Jim: Let me reintroduce Cynthia Tobias. She’s an expert in learning styles and is the author of over a dozen titles. The book she’s talking about today is called, You Can’t Make Me (But I Can Be Persuaded): Strategies for Bringing out the Best in Your Strong-Willed Child. And you can get it through Focus on the Family as your way of supporting this ministry.

John: Yeah, stop by the website. We’ve got a link to the store there. And for now, here’s Cynthia Tobias speaking at the church where her father is the senior pastor. I wonder if he told many stories about her?

Jim: I’m sure.

John: Here’s Cynthia on today’s Focus on the Family. We’re gonna, by the way, just start with a brief recap in case you missed last time.


Cynthia: I know authority has to be in place, but you’re not the boss of me. You can’t force me to do something. You can’t force me to love you. You can’t force me to respect you in the end. You can’t force me to do anything. I figured that out at 18 months. You know, they can open your mouth and they can put the peas in and they can force your mouth closed, but they cannot force you to digest peas, because there’s a certain amount of control that you in the end will always have, should you choose to die. They can’t make you do the right thing. This is very frustrating to traditional parents, especially.

§

Jobs =>
**a)** In the Focus on the Family transcript, at what age does Cynthia say she figured out that no one can force her to do anything?
**b)** Resume the Focus on the Family transcript, starting right after Cynthia's remark about traditional parents.

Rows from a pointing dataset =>

§

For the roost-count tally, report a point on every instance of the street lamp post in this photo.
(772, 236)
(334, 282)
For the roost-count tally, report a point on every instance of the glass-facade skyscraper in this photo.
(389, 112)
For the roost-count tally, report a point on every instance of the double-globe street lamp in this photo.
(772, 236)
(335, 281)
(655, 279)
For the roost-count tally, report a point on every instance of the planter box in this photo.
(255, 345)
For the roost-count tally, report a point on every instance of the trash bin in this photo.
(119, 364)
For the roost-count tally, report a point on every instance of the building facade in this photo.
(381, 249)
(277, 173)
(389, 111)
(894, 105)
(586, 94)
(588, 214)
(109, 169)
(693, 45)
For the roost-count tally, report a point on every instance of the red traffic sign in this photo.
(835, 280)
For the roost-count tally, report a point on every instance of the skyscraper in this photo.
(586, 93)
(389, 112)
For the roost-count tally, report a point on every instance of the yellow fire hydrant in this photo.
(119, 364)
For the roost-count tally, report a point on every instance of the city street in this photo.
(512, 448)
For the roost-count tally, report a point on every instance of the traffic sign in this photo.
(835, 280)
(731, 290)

§

Answers to the tasks =>
**a)** At 18 months.

**b)**
How you talk to me is going to make all the difference in the world. Your authority can still stay intact while you respect me. Big difference between saying, “Get yourself down those stairs and into that van right now. We are late. Get in the van.” See, why don’t you just say, “You know what? The van leaves in two minutes. Let’s go.” Same bottom line, same accountability, consequence met. Whole different way the way you treat me.

“You’re not doing any – you’re not watching any TV till that homework’s done. You understand me? No television ‘til the homework’s done.” Wrong way. “Feel free to watch television. That favorite show you like, feel free to watch that as soon as your homework’s done.” I still know that I can’t watch TV till my homework’s done, but you know what? You phrased it in a pretty positive way, and I know I have a choice. I know if I choose not to do my homework, I never will get to watch TV tonight. It may be a consequence I’m willing to pay. If you can back up a little and back off a little, you’ll be surprised how much more I’ll cooperate with you. Stop yelling at me. Stop screaming at me.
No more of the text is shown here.